What to produce
Word for word, retype the tail of the data below, starting with the line that has "In this exercise you will tag the dog's open" and including the last line.

Supplied data
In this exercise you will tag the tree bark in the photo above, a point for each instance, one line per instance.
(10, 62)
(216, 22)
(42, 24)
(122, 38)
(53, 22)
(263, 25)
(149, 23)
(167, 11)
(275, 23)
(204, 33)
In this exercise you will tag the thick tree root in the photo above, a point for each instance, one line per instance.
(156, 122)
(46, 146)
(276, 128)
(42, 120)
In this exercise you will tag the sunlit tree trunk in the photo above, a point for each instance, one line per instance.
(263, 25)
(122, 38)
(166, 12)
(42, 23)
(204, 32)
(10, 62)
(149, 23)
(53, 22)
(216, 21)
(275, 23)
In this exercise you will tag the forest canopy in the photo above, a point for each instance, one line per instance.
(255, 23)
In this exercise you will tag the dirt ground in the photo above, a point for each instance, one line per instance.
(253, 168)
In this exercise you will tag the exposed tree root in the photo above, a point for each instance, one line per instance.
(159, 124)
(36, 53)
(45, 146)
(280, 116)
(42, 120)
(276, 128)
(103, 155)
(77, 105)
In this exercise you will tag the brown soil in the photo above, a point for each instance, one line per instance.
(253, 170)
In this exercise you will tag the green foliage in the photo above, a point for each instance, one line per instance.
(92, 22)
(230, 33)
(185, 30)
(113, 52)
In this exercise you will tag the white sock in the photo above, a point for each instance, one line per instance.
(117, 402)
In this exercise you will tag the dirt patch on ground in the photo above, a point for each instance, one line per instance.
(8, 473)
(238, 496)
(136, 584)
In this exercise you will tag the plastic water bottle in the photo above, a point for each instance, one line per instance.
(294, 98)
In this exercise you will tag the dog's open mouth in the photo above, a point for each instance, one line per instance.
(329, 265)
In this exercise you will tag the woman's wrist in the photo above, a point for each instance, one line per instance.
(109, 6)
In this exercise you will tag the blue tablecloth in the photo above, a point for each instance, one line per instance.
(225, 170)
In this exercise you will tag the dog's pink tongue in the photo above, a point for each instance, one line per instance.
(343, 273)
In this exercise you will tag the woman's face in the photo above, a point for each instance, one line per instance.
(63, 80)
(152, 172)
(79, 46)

Task solution
In this exercise you will tag the dog's open mouth in the photo above, a point for each instance, one line per instance.
(329, 265)
In this exercise you will tag the woman's wrist in the photo above, a point for each instance, one line per instance.
(109, 6)
In this exercise you will tag the blue tablecloth in the photo above, a point for each instance, one line per instance.
(225, 170)
In this exercise you will tag the dog's pink tongue in the photo above, a point for each instance, one line per instance.
(343, 273)
In this exercise you will tag the woman's face in the photo above, a point for each instance, one line per instance.
(63, 80)
(152, 172)
(79, 46)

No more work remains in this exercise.